PAGE EXTRACT:
SCHOOLS will be asking parents to play a bigger role in helping them to combat the cyber-bullying scourge.
New guidelines, soon to be issued by a second-level school management body, will encourage parents to come forward with any information they have about a bullying problem.
The new advice also suggests the appointment of senior students as "cyber mentors" to help younger pupils protect themselves online.
The Irish Vocational Education Association (IVEA), which represents the management in about one in three post-primary schools, is finalising its advice, a draft of which has been seen by the Irish Independent.
The guidelines are the latest in a series from education authorities in response to the growing cyber-bullying problem, which was linked to at least two teen suicides in Ireland last year.
The problem is not confined to young people, and internet abuse has been cited as a factor in the tragic death of Fine Gael junior minister Shane McEntee, who took his own life before Christmas.
As a result, the Government has asked the Oireachtas Committee on Transport and Communication to investigate cyber-bullying and draw up a report that will recommend new legislation.
The move comes as the nephew of Mr McEntee hit out over the weekend at cyber-bullying against a teenage schoolgirl. Also called Shane McEntee, he took to his social-networking page to voice his disgust at the way the youngster was being treated.
His comments came after the girl, who claims that she is the daughter of "the highest-earning partner" in a major accountancy firm, began shouting abuse at a group of diners who were taunting and filming her on their mobile phone.
The video went viral online and has resulted in a torrent of abuse against the youngster.
Mr McEntee, a talented GAA player with the Meath minor team, made a plea for people to halt the online taunts. Taking to his Twitter page, he said: "Surely people have the cop-on at this stage, after all the recent tragedies, not to go to town on the girl."

EXERCISES TO COMPLETE:
A - According to the article on cyber-bullying in schools, what role does the new advice suggest giving to senior students?
B - Carry on the article about cyber-bullying in schools, starting after its final sentence.
The data that comes next is not needed for this work.

Items from a data source:

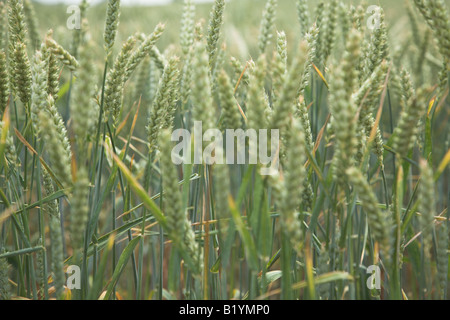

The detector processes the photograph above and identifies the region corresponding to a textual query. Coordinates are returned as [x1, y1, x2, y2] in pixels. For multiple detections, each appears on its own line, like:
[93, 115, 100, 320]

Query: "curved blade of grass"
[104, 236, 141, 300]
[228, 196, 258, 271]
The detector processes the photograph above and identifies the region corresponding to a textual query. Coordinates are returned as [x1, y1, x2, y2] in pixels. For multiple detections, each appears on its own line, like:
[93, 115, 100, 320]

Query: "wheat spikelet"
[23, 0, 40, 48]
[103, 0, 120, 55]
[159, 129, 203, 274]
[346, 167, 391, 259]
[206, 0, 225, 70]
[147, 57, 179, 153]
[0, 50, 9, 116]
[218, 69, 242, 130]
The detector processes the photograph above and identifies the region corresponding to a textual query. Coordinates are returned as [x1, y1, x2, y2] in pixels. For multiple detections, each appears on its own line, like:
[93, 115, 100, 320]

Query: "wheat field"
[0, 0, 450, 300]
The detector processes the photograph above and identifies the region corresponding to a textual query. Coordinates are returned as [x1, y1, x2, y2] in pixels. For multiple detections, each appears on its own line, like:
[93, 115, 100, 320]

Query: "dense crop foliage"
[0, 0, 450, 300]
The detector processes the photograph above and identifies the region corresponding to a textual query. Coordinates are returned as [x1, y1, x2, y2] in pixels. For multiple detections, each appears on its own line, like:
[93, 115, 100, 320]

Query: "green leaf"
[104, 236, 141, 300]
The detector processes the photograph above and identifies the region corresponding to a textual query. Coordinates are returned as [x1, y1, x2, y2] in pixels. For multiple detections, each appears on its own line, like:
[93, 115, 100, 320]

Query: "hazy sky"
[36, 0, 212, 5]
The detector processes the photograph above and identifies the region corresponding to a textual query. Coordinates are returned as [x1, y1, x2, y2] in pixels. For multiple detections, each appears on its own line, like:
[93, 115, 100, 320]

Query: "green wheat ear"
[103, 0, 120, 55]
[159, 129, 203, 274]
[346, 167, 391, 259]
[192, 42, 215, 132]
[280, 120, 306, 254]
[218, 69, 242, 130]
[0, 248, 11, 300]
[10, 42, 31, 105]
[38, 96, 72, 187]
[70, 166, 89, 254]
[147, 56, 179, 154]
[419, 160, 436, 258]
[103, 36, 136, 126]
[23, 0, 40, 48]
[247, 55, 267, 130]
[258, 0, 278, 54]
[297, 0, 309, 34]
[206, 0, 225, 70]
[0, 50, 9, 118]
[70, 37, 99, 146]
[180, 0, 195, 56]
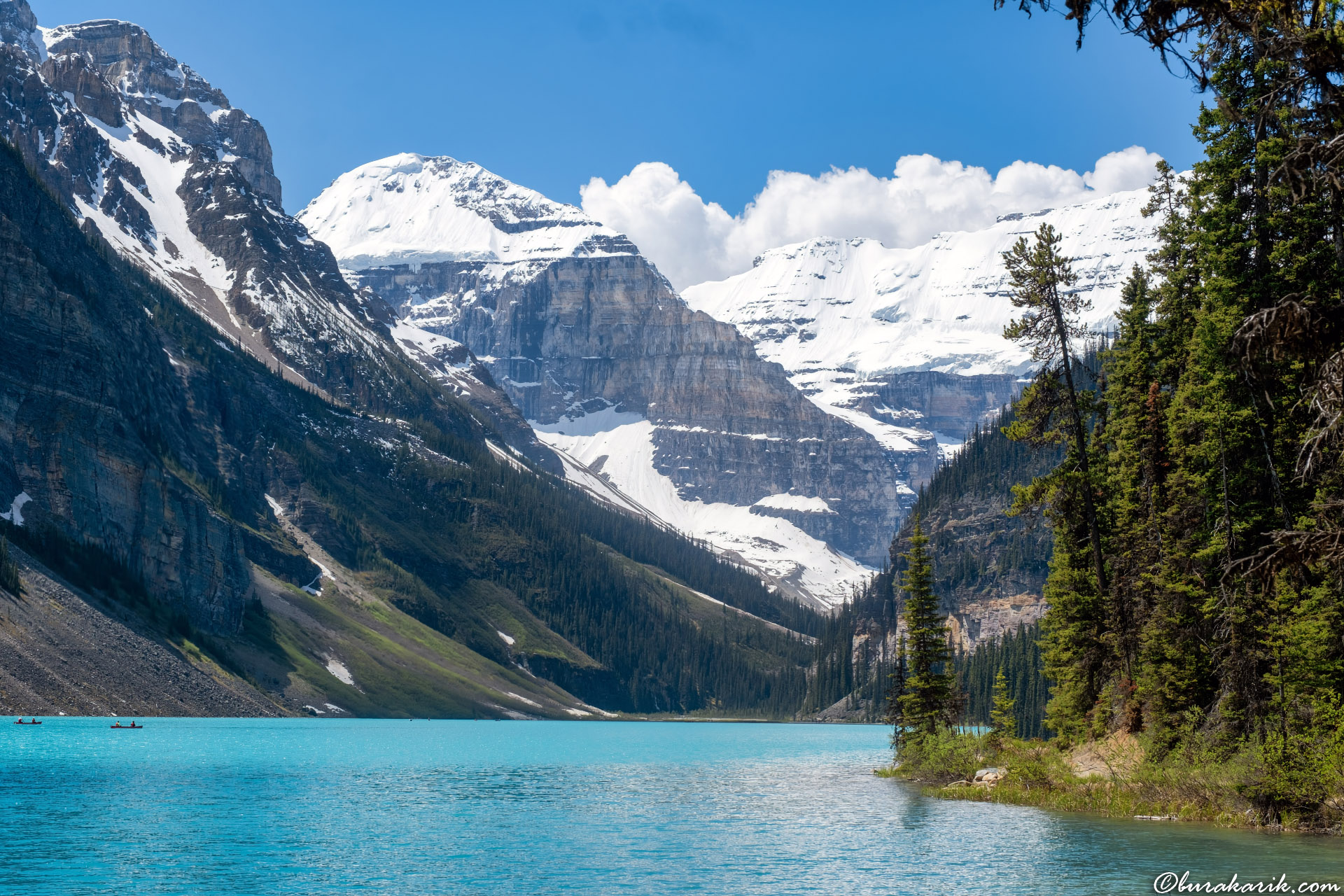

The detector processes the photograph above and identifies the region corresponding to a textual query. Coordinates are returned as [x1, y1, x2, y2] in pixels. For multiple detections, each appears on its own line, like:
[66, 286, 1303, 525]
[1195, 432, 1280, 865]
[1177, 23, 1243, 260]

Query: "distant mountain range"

WRITTEN ANSWERS:
A - They would be appointed as "cyber mentors" to help younger pupils protect themselves online.

B -
Fine Gael Dun Laoghaire TD and former headmistress Mary Mitchell O'Connor also joined the debate on cyber-bullying – calling for an all-party approach to tackle "the destructive potential of social media".
Cyber-bullying is bullying by electronic means, and usually occurs through social-media websites, text/picture messaging, chatrooms, gaming sites and email.
The IVEA document covers a range of issues including the definitions of cyber-bullying, school policies, safe internet use and teacher training.
The IVEA document notes that schools that have been successful in combatting bullying invariably work collaboratively with parents and guardians.
The IVEA guidelines go on to state that meetings with parents should not be confined to providing information and that parents should be invited to give their perspective on bullying in the school.
Additionally, the IVEA is advising schools that parents with information should provide it directly to a staff member, ideally the principal or deputy principal, in private.
The aim would be not to punish the pupil or pupils concerned but to identify any problems and work at resolving the matter.